Recast all the lines below as a two-column CSV with the headers text and coordinates. Give one row for each line together with the coordinates beneath it, and put each value in a single quoted field with any line breaks changed to spaces.

**Stored entries:**
§ §

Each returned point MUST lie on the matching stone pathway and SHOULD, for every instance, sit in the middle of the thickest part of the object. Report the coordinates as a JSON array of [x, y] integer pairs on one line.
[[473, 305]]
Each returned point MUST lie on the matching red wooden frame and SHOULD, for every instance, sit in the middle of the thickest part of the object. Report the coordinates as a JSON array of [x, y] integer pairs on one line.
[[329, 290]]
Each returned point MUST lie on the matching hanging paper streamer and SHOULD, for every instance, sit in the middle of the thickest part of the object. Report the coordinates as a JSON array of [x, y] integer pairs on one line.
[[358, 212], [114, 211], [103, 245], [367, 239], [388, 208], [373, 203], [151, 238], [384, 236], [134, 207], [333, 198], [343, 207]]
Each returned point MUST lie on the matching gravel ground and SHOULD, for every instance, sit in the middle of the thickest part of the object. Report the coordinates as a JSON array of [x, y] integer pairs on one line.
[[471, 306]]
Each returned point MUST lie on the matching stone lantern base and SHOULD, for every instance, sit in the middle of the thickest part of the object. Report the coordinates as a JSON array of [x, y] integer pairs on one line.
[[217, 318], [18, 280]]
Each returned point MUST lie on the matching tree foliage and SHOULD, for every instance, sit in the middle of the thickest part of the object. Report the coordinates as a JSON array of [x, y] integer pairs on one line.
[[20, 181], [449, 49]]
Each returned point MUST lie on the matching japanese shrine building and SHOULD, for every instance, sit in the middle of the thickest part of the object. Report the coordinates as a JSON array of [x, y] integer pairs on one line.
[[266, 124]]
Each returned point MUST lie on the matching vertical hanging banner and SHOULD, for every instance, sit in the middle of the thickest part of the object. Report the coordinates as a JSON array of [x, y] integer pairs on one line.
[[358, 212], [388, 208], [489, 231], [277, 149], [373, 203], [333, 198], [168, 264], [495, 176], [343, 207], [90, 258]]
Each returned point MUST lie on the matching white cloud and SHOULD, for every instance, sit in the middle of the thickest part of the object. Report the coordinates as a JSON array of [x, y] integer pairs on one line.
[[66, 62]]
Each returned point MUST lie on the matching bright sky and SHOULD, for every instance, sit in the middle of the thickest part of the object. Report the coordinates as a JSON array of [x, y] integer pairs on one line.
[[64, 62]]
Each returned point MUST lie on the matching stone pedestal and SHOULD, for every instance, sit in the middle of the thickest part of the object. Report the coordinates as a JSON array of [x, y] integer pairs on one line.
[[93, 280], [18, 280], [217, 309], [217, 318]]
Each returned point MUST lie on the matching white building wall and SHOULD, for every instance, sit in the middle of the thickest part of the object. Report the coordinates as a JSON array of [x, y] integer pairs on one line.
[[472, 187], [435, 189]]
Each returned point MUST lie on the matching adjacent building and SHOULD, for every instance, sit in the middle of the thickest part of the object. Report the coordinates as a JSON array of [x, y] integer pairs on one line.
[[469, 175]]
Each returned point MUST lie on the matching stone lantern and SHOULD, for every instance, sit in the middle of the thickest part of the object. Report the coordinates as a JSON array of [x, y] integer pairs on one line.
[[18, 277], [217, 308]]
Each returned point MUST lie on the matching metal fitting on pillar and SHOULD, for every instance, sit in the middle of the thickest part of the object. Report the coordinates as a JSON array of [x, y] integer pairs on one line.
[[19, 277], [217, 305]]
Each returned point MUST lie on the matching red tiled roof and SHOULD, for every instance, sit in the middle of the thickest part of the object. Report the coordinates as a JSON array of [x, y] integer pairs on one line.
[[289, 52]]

§ §

**Task result:**
text,coordinates
"Each returned point MUST lie on the matching stone pathway and SHOULD, for every instance, sit in the middle of the thickest part of the object. Report the coordinates as a JSON array of [x, y] integer pairs on one line.","[[473, 305]]"
"Each returned point MUST lie on the matching red wooden frame and SHOULD, for every instance, sit in the middle of the thickest part of the object. Report the coordinates as a JSON array of [x, y] integer pairs on one line.","[[329, 290]]"
"Each returned point MUST lie on the matching hanging paper streamer and SHOULD, for every instance, sit in the middle of the thickest part of the object. Report the coordinates as a JSON array of [x, y] integer pairs on one line.","[[358, 212], [114, 211], [103, 245], [367, 239], [388, 208], [373, 203], [151, 238], [384, 236], [134, 207], [333, 198], [343, 207]]"
"Each returned point MUST lie on the matching gravel ground and SHOULD, for every instance, sit in the middle of the thickest part of the object. Report the coordinates as a JSON array of [x, y] integer pairs on one line.","[[471, 306]]"
"Each returned point MUST lie on the matching stone lantern base and SHOULD, for every instance, sit in the middle of the thickest part of the object. Report the coordinates as a JSON array of [x, y] integer pairs on one line.","[[217, 318], [18, 280]]"
"Each returned point MUST lie on the matching tree foliage and SHOULD, for every instance, sit in the middle of the thickest part of the object. Report the coordinates as a JSON array of [x, y] integer pairs on one line.","[[20, 181], [449, 49]]"
"Each returned point MUST lie on the matching japanese shrine building and SHOULD, for every instance, sit in the middle of the thickest part of the object. Report the coordinates as a JSON array of [x, y] integer pairs on one line.","[[266, 124]]"
"Each returned point MUST lie on the matching vertical hanging banner and SHOULD, for every instance, sit in the middle of the thickest part of the object. Report the coordinates as a JSON array of [x, y] integer pairs on one line.","[[358, 212], [388, 208], [489, 231], [277, 149], [373, 203], [333, 198], [168, 264], [495, 176], [343, 207], [90, 258]]"
"Each returned point MUST lie on the matching white cloud and SHOULD, for every instance, sit in the middle of the thickest part of the object. Report the coordinates as a JSON array of [x, y] integer pairs on one line.","[[66, 62]]"
"Each returned point MUST lie on the matching bright sky and SHOULD, for every instance, sit in the middle of the thickest part of the object. Report the coordinates as a JSON array of [x, y] integer pairs on one line.","[[64, 62]]"
"Each returned point MUST lie on the matching stone pedestal and SHOULD, for every instance, sit in the middle of the thickest part of the object. Report the coordinates as a JSON array of [x, y] integer pairs on one line.","[[93, 280], [18, 280], [217, 309], [217, 318]]"
"Each returned point MUST lie on the matching white building wall and SHOULD, for every instance, sit in the middle of the thickest part of the object. Report the coordinates as a JSON array of [x, y] integer pairs on one line.","[[472, 187], [435, 189]]"
"Each returned point MUST lie on the matching adjacent building and SHOULD, for every instance, sit in the middle of the thickest part of the object. Report the coordinates as a JSON array of [x, y] integer pairs on one line.","[[469, 175]]"
"Each returned point MUST lie on the matching stone lantern and SHOULD, for every instance, sit in the middle of the thickest part of the object. Report the coordinates as a JSON array of [x, y] integer pairs on one line.","[[18, 277], [217, 308]]"
"Each returned point MUST lie on the matching metal fitting on pillar and SHOULD, for every instance, sit in the middle of the thickest part of the object. Report the coordinates as a JSON array of [x, y] integer pairs on one line.","[[19, 277], [217, 305]]"
"Each returned point MUST lie on the matching red tiled roof and SHOULD, for every instance, sit in the middle of the thickest part of the object. Report the coordinates as a JSON array of [x, y] integer pairs on one line.","[[289, 52]]"